Text passage ::
※
Nowadays I rarely, for instance, recommend restaurants to people, having been caught out once too often. One couple I once counted as fairly good friends now don't speak to me because they went to a restaurant I had said was lovely and it wasn't. How was I to know that in the intervening eight months the ownership had changed from delightful couple whose cuisine was both generous and delicious to a tetchy ex-army catering corps Major who didn't believe in messed about food and who counted the peas.

Diets are slightly different but I don't want anyone complaining that they have put on ten pounds because I said so.

I try not to tell people when I'm dieting because if you do you become vulnerable to those who normally wouldn't make personal remarks. Suddenly it's open season and everyone thinks they can bandy the words 'fat', 'big thighs', 'cellulite' and 'spare tyre' around without you becoming even slightly hurt.

'They always say the most difficult place to reduce is where the fat is packed solid', said someone helpfully, staring rather too pointedly at my rear quarters. Now how many people would say that to someone who wasn't dieting?' And to the nice person who said she didn't diet because the first place that usually went was the bosom and nobody wants sagging breasts do they? - I say no they don't, no I haven't, and I wouldn't' tell you if I had.

I've probably written before about people who try hard to crack your diet for you. My mother was a terror for this. A whippet like seven and a half stone, she usually went into maternal overdrive if she so much as sniffed I was trying yet another diet, and would arrive with Danish pastries and boxes of chocolate cakes like food parcels to the starving.

And this was the person who used to tell me that I shouldn't wear trousers because 'you've got your father's bottom'.

I know, more than most people, how hard it is to diet. People who don't have to diet don't know this.

They say ' the only way to lose weight is to eat less' as if this is somehow a huge revelation. But they're usually people who can eat ten packets of salt and vinegar crisps, a bar of Cadbury's fruit and nut and a whole pork pie just for a snack between breakfast and elevenses and not put on an ounce.

They don't know that carbohydrates target some people like hunters after wild boar, lining up their hips and thighs for another direct hit.

Oh yes, so to the diet. It's called the Dr. Atkins Diet Revolution and it's in paperback. It involves a non-carbohydrate diet (initially) which is to say you can eat meat, fish, eggs, some hard cheese, bacon, butter (but can't find anything to put it on) green salad, oil and poultry and game.

You can drink tea and coffee but no milk (cream is allowed). You have to follow it to the letter or you won't only not lose, you will gain.

It's not easy to explain, so you have to buy the book. A lot of people disapprove of it, but it works for me.

And by the way Dr Atkins, you now owe me a pretty penny in commission.
※
Using the information ::
**A.** Which drinks does the dieting column say are allowed on the diet?
**B.** Summarize the dieting column in two sentences.
**C.** Switch "green salad" to "leafy vegetables" in the stretch of the dieting column from "Oh yes, so to" through "works for me.", and write out the result.
The entries that follow have no connection to the dieting column.
※
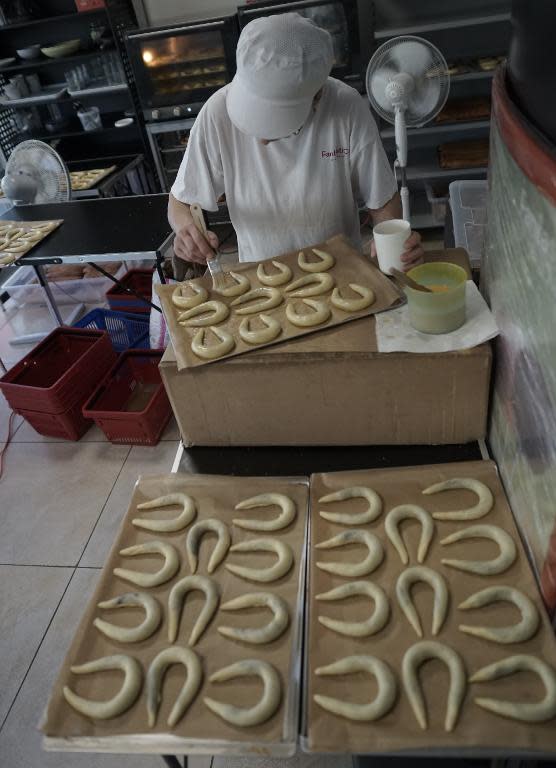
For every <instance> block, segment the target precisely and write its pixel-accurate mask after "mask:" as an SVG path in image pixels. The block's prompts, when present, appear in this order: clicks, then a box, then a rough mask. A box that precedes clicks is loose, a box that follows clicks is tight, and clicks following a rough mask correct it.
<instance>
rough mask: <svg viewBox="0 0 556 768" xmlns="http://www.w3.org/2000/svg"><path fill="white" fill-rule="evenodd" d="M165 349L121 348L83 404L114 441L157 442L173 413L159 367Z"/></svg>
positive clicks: (113, 441) (95, 419) (84, 407)
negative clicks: (119, 354)
mask: <svg viewBox="0 0 556 768" xmlns="http://www.w3.org/2000/svg"><path fill="white" fill-rule="evenodd" d="M163 354H164V350H163V349H151V350H140V349H130V350H128V351H127V352H122V354H121V355H120V357H119V358H118V361H117V363H116V364H115V365H114V366H113V367H112V369H111V370H110V371H109V372H108V374H107V376H106V378H105V379H104V381H103V382H102V383H101V384H100V385H99V386H98V387H97V389H96V390H95V392H94V393H93V394H92V395H91V397H90V399H89V401H88V402H87V403H86V404H85V405H84V406H83V415H84V416H86V417H87V418H90V419H93V421H95V422H96V423H97V424H98V426H99V427H100V429H102V431H103V432H104V434H105V435H106V437H107V438H108V440H110V442H111V443H125V444H130V443H132V444H136V445H156V444H157V443H158V441H159V440H160V436H161V434H162V431H163V429H164V427H165V426H166V424H167V423H168V421H169V419H170V416H171V414H172V409H171V406H170V401H169V400H168V395H167V394H166V390H165V389H164V384H163V383H162V379H161V377H160V372H159V370H158V363H159V362H160V358H161V357H162V355H163Z"/></svg>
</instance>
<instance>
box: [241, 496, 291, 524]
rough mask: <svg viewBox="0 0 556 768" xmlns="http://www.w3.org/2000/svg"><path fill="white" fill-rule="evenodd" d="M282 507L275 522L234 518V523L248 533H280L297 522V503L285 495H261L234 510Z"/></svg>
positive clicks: (246, 499)
mask: <svg viewBox="0 0 556 768" xmlns="http://www.w3.org/2000/svg"><path fill="white" fill-rule="evenodd" d="M271 506H277V507H280V510H281V511H280V514H279V515H278V517H275V518H274V519H273V520H249V519H246V518H234V519H233V520H232V523H233V524H234V525H236V526H237V527H238V528H245V530H246V531H280V530H282V528H287V526H288V525H289V524H290V523H292V522H293V521H294V520H295V516H296V509H295V503H294V502H293V501H292V499H290V497H289V496H285V495H284V494H283V493H261V494H260V495H259V496H252V497H251V498H250V499H244V500H243V501H240V502H239V504H236V505H235V507H234V509H259V508H260V507H271Z"/></svg>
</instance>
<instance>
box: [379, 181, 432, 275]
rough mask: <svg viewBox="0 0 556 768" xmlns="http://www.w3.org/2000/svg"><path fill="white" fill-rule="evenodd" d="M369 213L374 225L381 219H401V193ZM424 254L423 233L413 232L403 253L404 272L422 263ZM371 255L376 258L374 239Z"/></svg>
mask: <svg viewBox="0 0 556 768" xmlns="http://www.w3.org/2000/svg"><path fill="white" fill-rule="evenodd" d="M369 213H370V214H371V218H372V220H373V225H376V224H380V222H381V221H388V220H389V219H401V218H402V201H401V199H400V193H399V192H396V194H395V195H394V196H393V197H392V198H391V199H390V200H388V202H387V203H386V205H383V206H382V208H377V209H375V210H373V209H370V208H369ZM424 255H425V252H424V250H423V246H422V245H421V235H420V234H419V233H418V232H412V233H411V235H410V236H409V237H408V238H407V240H406V241H405V251H404V252H403V253H402V261H403V263H404V272H407V270H408V269H411V268H412V267H416V266H417V265H418V264H422V263H423V257H424ZM371 256H372V257H373V258H376V246H375V242H374V240H373V241H372V243H371Z"/></svg>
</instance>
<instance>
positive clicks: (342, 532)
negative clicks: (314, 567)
mask: <svg viewBox="0 0 556 768" xmlns="http://www.w3.org/2000/svg"><path fill="white" fill-rule="evenodd" d="M346 544H364V545H365V546H366V547H367V549H368V550H369V553H368V555H367V557H366V558H365V559H364V560H361V562H359V563H351V562H350V563H325V562H318V561H317V563H316V566H317V568H320V569H321V571H326V572H327V573H334V574H336V575H338V576H348V577H351V578H356V577H359V576H366V575H367V574H368V573H372V572H373V571H374V570H376V568H378V566H379V565H380V564H381V562H382V559H383V557H384V550H383V549H382V544H381V543H380V541H379V540H378V539H377V537H376V536H375V535H374V534H373V533H370V532H369V531H360V530H355V531H342V533H339V534H338V535H337V536H333V537H332V538H331V539H328V540H327V541H321V543H320V544H315V549H334V548H336V547H344V546H345V545H346Z"/></svg>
※
Answers by item ::
**A.** Tea and coffee are allowed, but without milk; cream is permitted.

**B.** The writer no longer recommends restaurants and avoids announcing diets, because people then make personal remarks about weight, and recalls a mother who tried to crack those diets with Danish pastries and chocolate cakes. The writer describes the Dr. Atkins Diet Revolution, an initially non-carbohydrate diet of foods such as meat, fish, eggs and butter that must be followed to the letter, and says it works despite the disapproval of many people.

**C.**
Oh yes, so to the diet. It's called the Dr. Atkins Diet Revolution and it's in paperback. It involves a non-carbohydrate diet (initially) which is to say you can eat meat, fish, eggs, some hard cheese, bacon, butter (but can't find anything to put it on) leafy vegetables, oil and poultry and game.

You can drink tea and coffee but no milk (cream is allowed). You have to follow it to the letter or you won't only not lose, you will gain.

It's not easy to explain, so you have to buy the book. A lot of people disapprove of it, but it works for me.